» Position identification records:
_ _ _ _

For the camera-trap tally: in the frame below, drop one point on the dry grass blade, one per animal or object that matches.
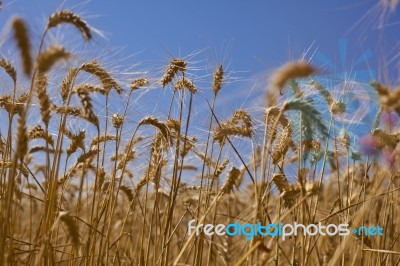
(218, 78)
(138, 83)
(107, 81)
(175, 65)
(44, 100)
(67, 82)
(50, 56)
(38, 132)
(9, 69)
(22, 137)
(185, 83)
(296, 69)
(72, 228)
(21, 36)
(65, 16)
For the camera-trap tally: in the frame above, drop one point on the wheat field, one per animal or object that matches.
(82, 184)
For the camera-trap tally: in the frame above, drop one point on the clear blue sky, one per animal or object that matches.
(251, 37)
(256, 35)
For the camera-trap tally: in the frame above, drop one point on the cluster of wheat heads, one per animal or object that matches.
(72, 196)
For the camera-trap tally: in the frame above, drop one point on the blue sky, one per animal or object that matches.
(251, 38)
(252, 35)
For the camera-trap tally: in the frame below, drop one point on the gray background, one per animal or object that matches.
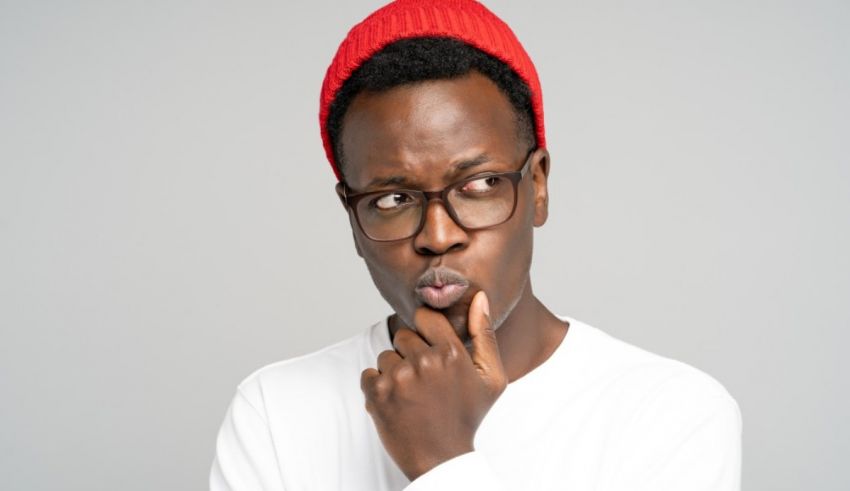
(168, 225)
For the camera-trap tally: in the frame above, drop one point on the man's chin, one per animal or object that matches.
(459, 321)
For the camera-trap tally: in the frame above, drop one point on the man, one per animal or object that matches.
(431, 114)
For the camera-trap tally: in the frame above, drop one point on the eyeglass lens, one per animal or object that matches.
(478, 203)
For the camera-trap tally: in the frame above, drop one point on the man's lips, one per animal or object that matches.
(441, 287)
(438, 297)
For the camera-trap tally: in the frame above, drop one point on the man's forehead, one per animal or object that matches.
(443, 126)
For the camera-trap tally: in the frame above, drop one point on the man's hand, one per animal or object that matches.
(428, 397)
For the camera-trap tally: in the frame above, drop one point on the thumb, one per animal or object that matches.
(485, 349)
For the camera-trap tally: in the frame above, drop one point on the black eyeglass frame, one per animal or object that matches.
(350, 200)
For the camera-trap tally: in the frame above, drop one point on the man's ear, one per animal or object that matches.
(540, 178)
(340, 192)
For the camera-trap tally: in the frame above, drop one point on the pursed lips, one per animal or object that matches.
(440, 288)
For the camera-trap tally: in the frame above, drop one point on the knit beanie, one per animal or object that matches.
(464, 20)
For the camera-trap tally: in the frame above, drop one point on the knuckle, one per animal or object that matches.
(450, 352)
(402, 373)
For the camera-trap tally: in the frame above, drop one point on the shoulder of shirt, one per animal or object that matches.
(649, 375)
(326, 371)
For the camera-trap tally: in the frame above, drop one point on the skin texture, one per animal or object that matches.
(428, 396)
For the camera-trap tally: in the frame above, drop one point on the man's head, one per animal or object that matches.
(423, 114)
(419, 59)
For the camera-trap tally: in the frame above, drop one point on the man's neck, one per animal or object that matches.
(529, 336)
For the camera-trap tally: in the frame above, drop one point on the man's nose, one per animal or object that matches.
(440, 234)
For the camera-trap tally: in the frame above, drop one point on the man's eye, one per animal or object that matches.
(483, 185)
(392, 201)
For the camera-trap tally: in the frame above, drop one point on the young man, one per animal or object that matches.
(431, 114)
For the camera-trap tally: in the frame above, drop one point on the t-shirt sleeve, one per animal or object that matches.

_ _ _ _

Which lines run from the one containing "neck, one per animal or object that matches." to the end of the entries above? Quote exactly those, and only those.

For the camera-trap tally: in the frame above, drop one point on the man's neck, one per animal or object that matches.
(529, 336)
For the camera-trap tally: in the frame above, drop one point on the man's nose, one per animal or object that matches.
(440, 234)
For the camera-trap tally: in the frame above, drop one point on the man's eye, one per animal or object that matches.
(483, 185)
(392, 201)
For the camera-trap tally: in the frame above, drop one point on the young man, one per animal or object that matches.
(431, 114)
For the camera-trap tally: in the frame above, drop one point on the t-shirt sleeve, one per animal or object that matches.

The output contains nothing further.